Wi häw gedoocht?
Am 25. März fand das Siebenbürgisch-Sächsische Mundartautorentreffen im Nürnberger Haus der Heimat statt. Doris Hutter hatte wieder alle Siebenbürger Sachsen, die gerne Gedichte, Theater oder Geschichten in Mundart schreiben, herzlich dazu eingeladen. Ein Seminar mit Rahmenprogramm fand statt. Es referierte u.a. Hanni Markel.
Nach der Begrüßung durch Doris Hutter und der Vorstellung der Referenten, darunter Angelika Meltzer und Rosemarie Chrestels, beide Herausgeberinnen des Liederbuches „E Liedchen hälft ängden“, begann ein interessantes Seminar. Auf Anregung von Bernddieter Schobel, der die Kolumne „Sachsesch Wält“ in der Siebenbürgischen Zeitung mit Hanni Markel betreut, wurden einige allgemeine Richtlinien zu Schreibung und Aussprache von Mundarttexten aus den Jahren 2005/2007 bekräftigt oder aktualisiert. So wird der in der deutschen Schriftsprache nicht vorhandene stimmhafte („weiche“) Reibelaut wie in moġer (mager), Mueġen (Magen), Uġen (Augen) //wird// durch das Sonderzeichen ġ wiedergegeben. Der Ach-Laut kommt nicht nur nach dunkeln, der Ich-Laut nicht nur nach hellen Vokalen und nach Konsonanten vor, z.B. bei Naajcht (Nächte), aber auch jcha (ja): Markiert wird die Abweichung von der nhd. Ich-Regel seit einiger Zeit durch jch. Die Eifler Regel bedeutet, dass das „n“ im Satzzusammenhang und in Zusammensetzungen nur vor n, d, t, z, h und Vokalen gesprochen und geschrieben wird. Der Merksatz von Bernddieter Schobel dazu: Aas Nober Treng huet en dacken Zoop. Also sagen und schreiben wir: Se sen hä, jedoch: Mir se‘ mir! (Durch die Regel gekürzte Wörter erscheinen bereits im Sammelband „Sachsesch Wält“, München 2010, mit Apostroph, um sie von den gleich geschriebenen Kurzwörtern zu unterscheiden: Se‘ se hä? Se’ Vueter). N(-n) fällt aber, entgegen der Regel, ebenfalls nicht weg am Zeilenende (in Gedichten) und vor Pausen im Redefluss. Zur Ableitungssilbe –ig einigte man sich auf folgende Regel: Wenn im Deutschen –ig (gesprochen -ich) geschrieben wird, schreiben wir -ij (billig – ballij >ballijer), und wenn es im Deutschen -lich heißt, dann wird –lich geschrieben (freundlich – fraindlich> fraindlicher). Zum „verflixten N“ hatte Hanni Markel weitere strukturiert aufgeführte Beispiele parat, z.B. dessen Ausfall in fåf – fünf, die Wandlung des n zu m wie in Mällembij, Stuulzembrij oder das unorganische N/n am Wortanfang in Noost (Ast), Neestchen (Ästchen) und im Wortinneren wie bei Heeltner (Heltauer). Markel referierte auch zum Thema verselbständigte Originallieder aus siebenbürgischen-sächsischen Singspielen, dargestellt am Beispiel Georg Meyndt („Ein Kunstlied im Umlauf“).

[In einem Datensatz aufgeführte Einträge]
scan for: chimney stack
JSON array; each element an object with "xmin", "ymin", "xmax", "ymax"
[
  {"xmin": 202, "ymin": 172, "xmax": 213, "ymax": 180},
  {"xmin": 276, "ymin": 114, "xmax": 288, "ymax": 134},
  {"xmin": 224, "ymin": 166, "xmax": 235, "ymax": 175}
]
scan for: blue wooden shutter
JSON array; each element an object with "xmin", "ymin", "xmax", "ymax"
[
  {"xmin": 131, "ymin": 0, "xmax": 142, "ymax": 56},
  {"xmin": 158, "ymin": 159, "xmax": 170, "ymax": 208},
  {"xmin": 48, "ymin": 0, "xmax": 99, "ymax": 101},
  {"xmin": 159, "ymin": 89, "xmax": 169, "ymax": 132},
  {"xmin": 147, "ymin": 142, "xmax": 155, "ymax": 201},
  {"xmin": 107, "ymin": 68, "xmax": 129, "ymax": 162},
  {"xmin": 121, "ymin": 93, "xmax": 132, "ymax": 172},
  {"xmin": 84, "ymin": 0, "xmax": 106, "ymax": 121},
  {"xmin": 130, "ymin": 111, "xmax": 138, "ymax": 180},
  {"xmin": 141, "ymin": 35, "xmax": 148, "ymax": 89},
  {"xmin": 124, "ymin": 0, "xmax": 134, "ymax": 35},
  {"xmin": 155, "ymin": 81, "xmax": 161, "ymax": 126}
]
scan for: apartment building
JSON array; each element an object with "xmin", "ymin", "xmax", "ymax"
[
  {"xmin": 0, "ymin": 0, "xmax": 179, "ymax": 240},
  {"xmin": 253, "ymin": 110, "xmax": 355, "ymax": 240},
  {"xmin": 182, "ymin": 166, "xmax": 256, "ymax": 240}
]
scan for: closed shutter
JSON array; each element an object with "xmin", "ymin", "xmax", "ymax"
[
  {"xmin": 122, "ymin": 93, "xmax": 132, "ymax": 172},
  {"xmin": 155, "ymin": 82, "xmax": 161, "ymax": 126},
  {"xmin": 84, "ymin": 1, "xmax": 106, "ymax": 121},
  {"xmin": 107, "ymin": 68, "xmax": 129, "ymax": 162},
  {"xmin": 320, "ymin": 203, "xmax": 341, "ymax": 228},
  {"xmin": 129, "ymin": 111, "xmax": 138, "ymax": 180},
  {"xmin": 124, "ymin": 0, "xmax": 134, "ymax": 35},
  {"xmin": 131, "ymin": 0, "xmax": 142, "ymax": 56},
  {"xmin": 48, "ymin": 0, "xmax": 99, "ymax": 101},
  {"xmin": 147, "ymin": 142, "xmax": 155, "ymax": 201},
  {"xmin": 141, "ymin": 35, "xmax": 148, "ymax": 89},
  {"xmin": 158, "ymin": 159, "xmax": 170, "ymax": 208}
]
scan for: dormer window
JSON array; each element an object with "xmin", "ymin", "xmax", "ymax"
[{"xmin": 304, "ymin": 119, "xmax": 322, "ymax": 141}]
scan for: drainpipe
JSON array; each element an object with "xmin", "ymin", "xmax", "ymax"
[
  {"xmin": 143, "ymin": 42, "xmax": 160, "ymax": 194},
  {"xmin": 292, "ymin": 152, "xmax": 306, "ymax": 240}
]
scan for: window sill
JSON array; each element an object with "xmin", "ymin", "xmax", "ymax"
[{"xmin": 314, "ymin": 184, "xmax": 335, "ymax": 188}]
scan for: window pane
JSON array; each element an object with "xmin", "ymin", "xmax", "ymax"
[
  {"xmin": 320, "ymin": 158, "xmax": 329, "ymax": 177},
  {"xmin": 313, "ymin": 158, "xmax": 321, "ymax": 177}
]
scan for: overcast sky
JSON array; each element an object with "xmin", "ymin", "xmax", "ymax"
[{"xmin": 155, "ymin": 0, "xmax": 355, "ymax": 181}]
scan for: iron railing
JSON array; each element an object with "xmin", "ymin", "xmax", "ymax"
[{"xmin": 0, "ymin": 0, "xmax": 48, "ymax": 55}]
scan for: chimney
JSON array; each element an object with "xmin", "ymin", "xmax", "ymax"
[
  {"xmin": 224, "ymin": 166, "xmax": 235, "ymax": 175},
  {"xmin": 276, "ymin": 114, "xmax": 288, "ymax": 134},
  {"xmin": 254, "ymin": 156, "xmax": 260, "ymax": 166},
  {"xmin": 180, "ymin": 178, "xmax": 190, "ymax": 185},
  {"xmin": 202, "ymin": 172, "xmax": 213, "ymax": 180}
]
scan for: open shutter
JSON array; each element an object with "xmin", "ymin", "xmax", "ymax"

Übungsteile
1. Ermittle, wie viele Zeilen der Auflistung die Zeichenfolge „chimney“ enthalten. Gib nur die Zahl an.
2. Bitte führe den Bericht über das Mundartautorentreffen im Nürnberger Haus der Heimat im Anschluss an seinen letzten Satz weiter.

Ergebnisse je Aufgabe
1. 2

2.
Angelika Meltzer sprach über die Entstehung des Buches „E Liedchen hälft ängden/ Alte und neue Lieder aus Siebenbürgen“ und wies auf das wertvolle Nachwort von Michael Markel hin, der ab S. 356 zum Heimat-, Volks- und Kunstlied in Siebenbürgen schreibt. In welcher Mundart die Lieder des Buches im Chor gesungen werden, entscheidet der Chor (leiter). Anhand der CD, die jedem Buch beiliegt, kann man die Lieder hören und beim Lernen sogar die Geschwindigkeit einstellen. Rose Chrestels ging auf die Wiedergabe der Mundarten ein und erzählte, dass früher oft Pfarrer die Lieder notiert haben, die selber die Ortsmundart nicht gut kannten. Und da die Schreibung mehrere Wandlungen durchgemacht hat, war die Vereinheitlichung der Textwiedergabe sehr aufwändig. Die Schreibung hat sie möglichst niederschwellig gehalten, empfiehlt aber dringend, die Regeln der Rechtschreibung ̶ im Buch ab S. 348 zu finden ̶ einzuhalten. Ihre Tochter Judith ist Kunstlehrerin und hat den Umschlag so gestaltet, dass Traditionelles modern aufgebrochen wurde, was ihr auch bestens gelungen ist. Die Zeichnungen stammen von Karin Schiel. Das Buch ist gerade auch für Sächsisch Schreibende eine Goldgrube!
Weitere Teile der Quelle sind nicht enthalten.